▸ INSTRUÇÃO 1
Atualize tudo de "A opção pela" até "Dilma Rousseff (2011-16)." no texto sobre a crise energética, substituindo "volatilidade" por "instabilidade".
▸ INSTRUÇÃO 2
Por favor, escreva a continuação do texto sobre a crise energética a partir de onde ele para.

▸ TEXTO DA PÁGINA
=======

De olho nas eleições de 2022 e na desvantagem apontada por pesquisas de intenção de voto, Bolsonaro pretende evitar o alto custo político de eventuais apagões ou medidas de racionamento. Ao optar por uma abordagem “não alarmista” e não encarar o problema de frente, no entanto, o governo arrisca não entregar soluções definitivas para o problema e pode gerar ainda mais incertezas para o ambiente de negócios.

Temendo um cenário similar ao de 2001, em que apagões e racionamentos de energia corroeram o capital político do então presidente Fernando Henrique Cardoso, o governo tem se limitado a incentivar o “uso racional” de energia e água e recorrido a aumentos de preços nas tarifas para coibir o consumo. No entanto, mesmo que o aumento do preço da bandeira vermelha nas contas de luz limite o consumo de energia em alguma medida, a falta de transparência e coordenação no enfrentamento de uma crise energética desta magnitude limitam de maneira significativa as chances de sucesso de tal abordagem. 

A opção pela via do “racionamento pelo preço” como alternativa ao anúncio de medidas mais drásticas e de custo político mais alto deve aumentar a volatilidade nas tarifas nos próximos meses. Caso o governo tente interferir de maneira significativa nas decisões sobre a alta das bandeiras tarifárias para evitar um repique ainda mais alto na inflação, os efeitos negativos podem durar ainda mais tempo – vide os efeitos da interferência nos preços administrados sob o governo da ex-presidente Dilma Rousseff (2011-16).

Contraditoriamente, o ministro de Minas e Energia, Bento Albuquerque, já declarou que a escassez de chuvas não é motivo de preocupação e garantiu que não vai faltar energia no país, mas sinalizou a possibilidade de bonificar consumidores industriais e residenciais que reduzirem o consumo. Além disso, a decisão do Executivo de centralizar as decisões nas mãos de seis ministérios é outro fator que pode levar a um aumento da volatilidade no ambiente regulatório no curto prazo. Em 28 de junho, o presidente Bolsonaro sancionou uma Medida Provisória (MP) criando um comitê que exclui agências reguladoras do processo decisório.

O órgão desenhado pelo governo e liderado por Albuquerque tem, entre suas atribuições, definir vazões dos rios relevantes ao setor elétrico e contratar energia emergencial – medidas que fazem parte do escopo da Agência Nacional de Energia Elétrica (Aneel) e da Agência Nacional de Águas e Saneamento (ANA). O Operador Nacional do Sistema Elétrico (ONS) e o Instituto Brasileiro de Meio Ambiente e Recursos Naturais Renováveis (Ibama) também ficaram de fora do comitê de crise. 

Desafios para empresas

Neste cenário, mudanças nas regras do setor elétrico ou na maneira com que regulações são definidas devem aumentar a incerteza, tanto para players do setor como para empresas e a sociedade em geral. Em meio aos baixos níveis dos rios, a priorização do uso de água para geração de energia deve limitar ainda mais o funcionamento de hidrovias, como a Tietê-Paraná, que tem papel importante no escoamento de commodities agrícolas do Centro-Oeste até o Porto de Santos.

=======

▸ DADOS FORNECIDOS
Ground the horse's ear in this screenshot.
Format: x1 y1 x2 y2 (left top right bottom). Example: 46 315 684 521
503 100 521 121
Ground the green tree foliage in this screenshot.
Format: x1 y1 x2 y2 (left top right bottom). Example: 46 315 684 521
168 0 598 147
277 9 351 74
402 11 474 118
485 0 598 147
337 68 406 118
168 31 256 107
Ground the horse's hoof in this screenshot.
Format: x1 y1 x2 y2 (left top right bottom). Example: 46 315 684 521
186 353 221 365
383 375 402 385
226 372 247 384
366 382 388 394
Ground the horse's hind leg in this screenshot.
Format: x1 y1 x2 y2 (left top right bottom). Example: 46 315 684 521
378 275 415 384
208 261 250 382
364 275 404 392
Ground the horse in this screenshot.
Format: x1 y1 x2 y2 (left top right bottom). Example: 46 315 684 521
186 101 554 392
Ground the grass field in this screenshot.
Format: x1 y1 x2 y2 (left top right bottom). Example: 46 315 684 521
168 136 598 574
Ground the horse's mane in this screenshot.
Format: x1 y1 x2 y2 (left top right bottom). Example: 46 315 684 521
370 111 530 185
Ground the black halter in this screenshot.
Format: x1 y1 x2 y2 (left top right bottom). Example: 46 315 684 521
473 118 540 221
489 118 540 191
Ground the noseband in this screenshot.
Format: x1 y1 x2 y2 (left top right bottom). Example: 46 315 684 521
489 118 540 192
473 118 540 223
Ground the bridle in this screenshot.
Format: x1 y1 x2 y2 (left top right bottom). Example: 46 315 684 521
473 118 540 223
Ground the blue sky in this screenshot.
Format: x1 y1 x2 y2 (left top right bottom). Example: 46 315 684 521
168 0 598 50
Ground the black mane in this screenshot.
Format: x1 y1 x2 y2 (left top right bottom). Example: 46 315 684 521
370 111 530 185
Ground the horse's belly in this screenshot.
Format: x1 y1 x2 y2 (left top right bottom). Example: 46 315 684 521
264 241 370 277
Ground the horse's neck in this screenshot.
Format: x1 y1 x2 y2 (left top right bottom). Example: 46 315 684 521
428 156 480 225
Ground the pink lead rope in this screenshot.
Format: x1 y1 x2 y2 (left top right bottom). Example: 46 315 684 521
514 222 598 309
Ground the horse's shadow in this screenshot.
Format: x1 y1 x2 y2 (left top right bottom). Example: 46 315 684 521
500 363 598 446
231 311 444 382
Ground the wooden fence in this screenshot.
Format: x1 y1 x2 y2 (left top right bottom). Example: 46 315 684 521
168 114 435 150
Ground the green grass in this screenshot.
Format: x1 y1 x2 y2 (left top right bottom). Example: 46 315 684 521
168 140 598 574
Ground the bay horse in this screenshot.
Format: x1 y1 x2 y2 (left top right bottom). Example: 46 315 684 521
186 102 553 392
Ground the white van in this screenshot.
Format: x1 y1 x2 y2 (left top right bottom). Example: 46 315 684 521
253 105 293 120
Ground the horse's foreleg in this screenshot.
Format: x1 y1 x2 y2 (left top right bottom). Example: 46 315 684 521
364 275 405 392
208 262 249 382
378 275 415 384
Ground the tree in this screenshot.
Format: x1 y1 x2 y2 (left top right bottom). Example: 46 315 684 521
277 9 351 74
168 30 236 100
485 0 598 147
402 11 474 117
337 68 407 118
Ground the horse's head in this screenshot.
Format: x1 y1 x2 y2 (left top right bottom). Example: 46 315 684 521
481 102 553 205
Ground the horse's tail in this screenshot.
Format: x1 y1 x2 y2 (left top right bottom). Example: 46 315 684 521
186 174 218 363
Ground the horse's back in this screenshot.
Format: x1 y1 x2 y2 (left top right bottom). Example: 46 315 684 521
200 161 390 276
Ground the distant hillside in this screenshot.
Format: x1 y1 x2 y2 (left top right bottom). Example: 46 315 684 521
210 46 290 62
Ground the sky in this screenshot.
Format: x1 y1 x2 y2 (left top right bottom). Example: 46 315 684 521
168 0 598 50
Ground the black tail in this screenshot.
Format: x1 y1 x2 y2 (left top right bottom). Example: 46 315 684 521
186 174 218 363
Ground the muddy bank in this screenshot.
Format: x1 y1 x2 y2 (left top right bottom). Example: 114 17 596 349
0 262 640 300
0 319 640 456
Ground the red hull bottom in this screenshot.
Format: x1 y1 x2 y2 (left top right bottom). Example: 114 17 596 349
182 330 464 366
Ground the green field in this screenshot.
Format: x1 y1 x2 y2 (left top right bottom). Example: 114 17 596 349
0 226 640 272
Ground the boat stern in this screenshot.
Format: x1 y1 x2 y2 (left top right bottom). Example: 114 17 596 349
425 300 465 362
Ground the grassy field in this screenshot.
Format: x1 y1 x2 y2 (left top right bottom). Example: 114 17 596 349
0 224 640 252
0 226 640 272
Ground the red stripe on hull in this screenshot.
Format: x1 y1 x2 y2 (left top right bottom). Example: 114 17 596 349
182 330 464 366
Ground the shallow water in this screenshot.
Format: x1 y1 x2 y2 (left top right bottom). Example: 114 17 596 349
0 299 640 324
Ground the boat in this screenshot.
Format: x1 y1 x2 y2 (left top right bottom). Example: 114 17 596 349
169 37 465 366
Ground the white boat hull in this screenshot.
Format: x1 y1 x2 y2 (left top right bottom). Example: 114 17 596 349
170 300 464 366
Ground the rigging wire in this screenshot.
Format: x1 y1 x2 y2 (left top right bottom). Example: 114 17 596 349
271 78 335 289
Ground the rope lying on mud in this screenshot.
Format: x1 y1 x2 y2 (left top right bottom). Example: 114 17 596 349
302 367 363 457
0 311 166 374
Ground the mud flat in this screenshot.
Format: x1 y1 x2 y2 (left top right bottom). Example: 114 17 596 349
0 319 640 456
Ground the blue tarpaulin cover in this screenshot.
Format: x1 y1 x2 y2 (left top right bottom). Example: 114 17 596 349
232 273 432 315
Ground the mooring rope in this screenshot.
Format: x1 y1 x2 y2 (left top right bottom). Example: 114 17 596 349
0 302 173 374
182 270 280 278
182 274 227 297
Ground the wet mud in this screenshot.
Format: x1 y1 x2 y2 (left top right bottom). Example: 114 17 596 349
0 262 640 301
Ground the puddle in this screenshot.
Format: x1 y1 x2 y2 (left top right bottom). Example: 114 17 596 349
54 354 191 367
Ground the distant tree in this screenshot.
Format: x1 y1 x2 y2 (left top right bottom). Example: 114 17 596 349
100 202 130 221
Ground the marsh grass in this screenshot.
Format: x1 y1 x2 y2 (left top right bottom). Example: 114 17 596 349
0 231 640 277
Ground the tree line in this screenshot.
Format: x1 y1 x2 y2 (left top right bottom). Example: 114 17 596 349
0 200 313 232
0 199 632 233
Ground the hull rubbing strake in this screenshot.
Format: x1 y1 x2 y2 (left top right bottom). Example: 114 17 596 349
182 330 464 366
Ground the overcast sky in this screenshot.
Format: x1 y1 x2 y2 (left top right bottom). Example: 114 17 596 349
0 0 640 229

=======

▸ RESULTADO DO EXERCÍCIO 1
A opção pela via do “racionamento pelo preço” como alternativa ao anúncio de medidas mais drásticas e de custo político mais alto deve aumentar a instabilidade nas tarifas nos próximos meses. Caso o governo tente interferir de maneira significativa nas decisões sobre a alta das bandeiras tarifárias para evitar um repique ainda mais alto na inflação, os efeitos negativos podem durar ainda mais tempo – vide os efeitos da interferência nos preços administrados sob o governo da ex-presidente Dilma Rousseff (2011-16).

▸ RESULTADO DO EXERCÍCIO 2
Portanto, a necessidade de recorrer ao transporte rodoviário representará desafios operacionais devido às más condições das estradas não privatizadas e a um aumento de custos de transportes. Entre maio de 2014 e maio de 2015, sete milhões de toneladas deixaram de ser movimentadas pela via de navegação devido à estiagem, gerando um prejuízo de R$ 700 milhões, segundo o Departamento Hidroviário do Estado de São Paulo. 

No âmbito das indústrias eletro-intensivas (entre elas as de cimento, siderurgia, metais não-ferrosos, ferroliga, química, e de papel e celulose), revisões nos subsídios, como os estabelecidos pela MP 677 de 2015, não devem ser o caminho mais provável, uma vez que elevariam de maneira significativa a insegurança jurídica. No entanto, é provável que o governo estabeleça incentivos para mudanças no horário de funcionamento de empresas desses setores para limitar risco de apagões em períodos de pico de consumo. Tais medidas podem aumentar os desafios operacionais no curto prazo, desde esforços de coordenação de novos turnos de trabalho como os decorrentes aumento de custos nas operações.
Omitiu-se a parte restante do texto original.